- _Your instructions_:
Convert the records from the line containing "Indicate each instance of the waterfront" through the line containing "[(36, 87), (124, 134)]" into a two-column CSV with the headers instruction and points, one row per record. Put each record's text and its answer in a single quoted field each, with line breaks turned into spaces.

--- Entries provided ---

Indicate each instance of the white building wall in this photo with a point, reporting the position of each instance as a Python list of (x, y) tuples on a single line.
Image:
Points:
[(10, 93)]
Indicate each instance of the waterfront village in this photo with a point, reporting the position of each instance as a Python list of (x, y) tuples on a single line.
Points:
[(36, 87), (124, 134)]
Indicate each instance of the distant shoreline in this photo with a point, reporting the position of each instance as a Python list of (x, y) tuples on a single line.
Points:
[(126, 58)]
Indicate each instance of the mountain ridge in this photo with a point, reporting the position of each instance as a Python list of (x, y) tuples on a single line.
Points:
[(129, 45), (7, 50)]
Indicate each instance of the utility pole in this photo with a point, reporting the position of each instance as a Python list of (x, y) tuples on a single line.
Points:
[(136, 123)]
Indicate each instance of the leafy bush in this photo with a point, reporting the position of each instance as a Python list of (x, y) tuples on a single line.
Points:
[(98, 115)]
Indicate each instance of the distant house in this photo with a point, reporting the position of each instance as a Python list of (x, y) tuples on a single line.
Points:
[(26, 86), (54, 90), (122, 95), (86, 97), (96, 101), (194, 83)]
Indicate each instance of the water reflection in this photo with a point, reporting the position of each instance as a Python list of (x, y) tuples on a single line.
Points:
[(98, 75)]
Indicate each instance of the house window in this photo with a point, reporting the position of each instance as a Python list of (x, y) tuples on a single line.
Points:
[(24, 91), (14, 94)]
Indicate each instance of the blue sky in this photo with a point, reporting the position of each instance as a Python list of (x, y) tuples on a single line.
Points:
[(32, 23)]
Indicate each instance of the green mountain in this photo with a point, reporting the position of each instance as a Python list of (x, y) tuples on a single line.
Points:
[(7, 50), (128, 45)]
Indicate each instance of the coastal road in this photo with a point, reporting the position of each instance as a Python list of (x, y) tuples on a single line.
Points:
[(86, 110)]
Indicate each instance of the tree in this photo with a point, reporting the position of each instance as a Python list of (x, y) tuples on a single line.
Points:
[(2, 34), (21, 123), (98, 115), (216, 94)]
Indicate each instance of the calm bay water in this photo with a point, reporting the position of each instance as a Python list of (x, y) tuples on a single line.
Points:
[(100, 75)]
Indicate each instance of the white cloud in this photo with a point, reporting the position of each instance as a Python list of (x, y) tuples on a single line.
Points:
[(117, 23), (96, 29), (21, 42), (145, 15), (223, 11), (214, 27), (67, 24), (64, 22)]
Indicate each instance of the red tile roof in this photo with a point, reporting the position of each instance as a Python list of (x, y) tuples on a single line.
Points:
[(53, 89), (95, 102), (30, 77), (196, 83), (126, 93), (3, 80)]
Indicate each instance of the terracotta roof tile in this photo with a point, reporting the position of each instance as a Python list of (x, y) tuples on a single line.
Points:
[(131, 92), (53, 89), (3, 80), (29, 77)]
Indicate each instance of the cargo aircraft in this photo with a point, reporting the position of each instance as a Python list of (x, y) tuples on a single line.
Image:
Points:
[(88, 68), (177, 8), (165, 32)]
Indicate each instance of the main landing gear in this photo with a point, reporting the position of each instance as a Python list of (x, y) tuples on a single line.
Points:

---

- _Response for this exercise_:
instruction,points
"Indicate each instance of the waterfront village in this photo with a point, reporting the position of each instance as a Python list of (x, y) tuples on a single line. Points:","[(36, 87), (124, 134)]"